== EXTRACTO DEL DOCUMENTO

García Bujarrabal, que en sus poemas enhebra los conceptos de verdad, utilidad y belleza, una cierta preocupación ecológica y el enojo que, precisamente, le provoca el ninguneo a las mujeres en la literatura, remarca las diferencias de enfoque entre la Diccionaria y otros glosarios: “No es un diccionario en el sentido tradicional, incluso ni siquiera en el sentido del diccionario de recoger los usos del lenguaje que hizo María Moliner en su día, sino que trata de cuestionarnos la potencialidad liberadora del lenguaje y lo que estamos haciendo cuando nombramos”. Así, en su texto colectivo “no hay un trabajo lexicográfico, no tenemos la capacidad ni nos planteamos hacer un trabajo de campo para recoger cómo se habla, aunque algo de esto hay. La RAE fija, pule y da esplendor pero también parte de esa idea de recoger las maneras de hablar. No es nuestro punto de partida. Nosotras estamos partiendo de esos huecos innombrados y tratamos de darles nombre, adquirimos un papel más activo. No pretendemos en ningún caso hacer el mismo tipo de trabajo”.
Sobre la mencionada María Moliner y su excepcional Diccionario de uso del español, que escribió durante 15 años, ella explica que no empezaron “pensando en hacer algo como lo que hizo, que fue un ejemplo espectacular. Inevitablemente esa referencia la hemos tenido mientras trabajábamos sobre las palabras, pero su trabajo es muy diferente. Para nosotras es un ejemplo de constancia y libertad, también por lo de ignorar el argumento de autoridad. Su trabajo es científico, no es nuestro caso”.
¿Cuáles son sus labores?
Una de las entradas de la Diccionaria que mejor ilustra todos los nudos que sus autoras han atado y desatado para poder terminar este volumen colaborativo es la que se refiere al término “suslabores”. En la tercera acepción que proponen especifican que se trata del “trabajo a veces silencioso pero siempre constante para socavar los cimientos del patriarcado”. ¿No es justo al revés, el espacio en el que el patriarcado recluye a las mujeres para perpetuarse? La poeta responde que esa definición tiene una cierta intencionalidad. “Por una parte, está esa realidad de la relegación de las mujeres al espacio doméstico, que es un mandato patriarcal, pero por otra parte está la necesidad de valorar todo ese trabajo. Todas las acepciones de esta palabra quieren trabajar en esa doble vía. Hay una desvalorización de todo lo que tradicionalmente se ha identificado como femenino, que para nosotras no tiene sentido. De ahí esa acepción en positivo. Ese trabajo para socavar los cimientos del patriarcado no se refiere exclusivamente al ámbito doméstico, remite también a lo manual, lo pequeñito, lo cotidiano, pero pueden ser los trabajos de una mujer en su centro de trabajo, no solo en casa”. En la página 32 encontramos la definición de “cuerpeo”: evaluación constante que hace una mujer del lugar y la situación en que se encuentra para evitar riesgos y protegerse.

====

TAREAS:
1. Extrae del texto sobre la Diccionaria el pasaje que va de "Sobre la mencionada" a "son sus labores?".
2. Según el texto sobre la Diccionaria, ¿durante cuántos años escribió María Moliner su Diccionario de uso del español?
3. Prosigue el texto sobre la Diccionaria a partir de su última oración.

== LÍNEAS DE DATOS

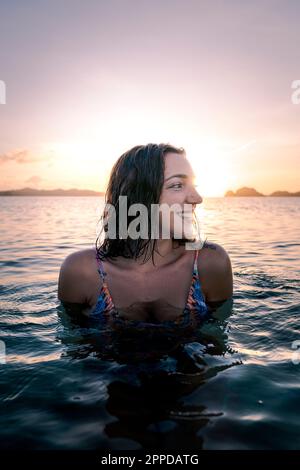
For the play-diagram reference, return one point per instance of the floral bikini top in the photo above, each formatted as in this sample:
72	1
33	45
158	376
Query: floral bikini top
194	312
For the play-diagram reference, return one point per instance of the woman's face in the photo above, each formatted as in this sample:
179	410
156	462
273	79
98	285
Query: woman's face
180	192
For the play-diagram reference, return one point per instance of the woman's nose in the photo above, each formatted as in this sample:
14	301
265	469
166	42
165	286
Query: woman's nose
194	197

====

RESULTADOS ESPERADOS:
1.
Sobre la mencionada María Moliner y su excepcional Diccionario de uso del español, que escribió durante 15 años, ella explica que no empezaron “pensando en hacer algo como lo que hizo, que fue un ejemplo espectacular. Inevitablemente esa referencia la hemos tenido mientras trabajábamos sobre las palabras, pero su trabajo es muy diferente. Para nosotras es un ejemplo de constancia y libertad, también por lo de ignorar el argumento de autoridad. Su trabajo es científico, no es nuestro caso”.
¿Cuáles son sus labores?

2. Durante 15 años.

3.
“Genialogías es una asociación de 70 mujeres poetas de todo el Estado pero la mayoría somos blancas, no somos mujeres migradas… Somos muy conscientes de que ha quedado muchísimo fuera”, reconoce García Bujarrabal
La confección de este proyecto se enfrentó a dilemas importantes, que las participantes en Genialogías fueron resolviendo en comisiones y con paciencia. Uno de ellos alude a la exclusión que comporta toda definición y lo que no encaja en ella. “Teníamos mucho miedo —reconoce García Bujarrabal— de pretender erigirnos en voz de las mujeres porque las mujeres somos la mitad de la población y, como tales, diversas y atravesadas por todo tipo de realidades diferentes. Genialogías es una asociación de 70 mujeres poetas de todo el Estado pero la mayoría somos blancas, no somos mujeres migradas… Somos muy conscientes de que ha quedado muchísimo fuera”. Por eso, ella espera que la Diccionaria, que no se apellida Una por casualidad, tenga continuidad, quizá mediante herramientas más abiertas que permitan la participación de más autoras. “Lo que no podemos es presentarlo como universales en los que todas podamos encajar, porque quizá uno de los problemas que hemos tenido las mujeres han sido esos trajes tan encorsetados en los que se nos ha querido introducir desde esa tradición patriarcal”, valora la poeta.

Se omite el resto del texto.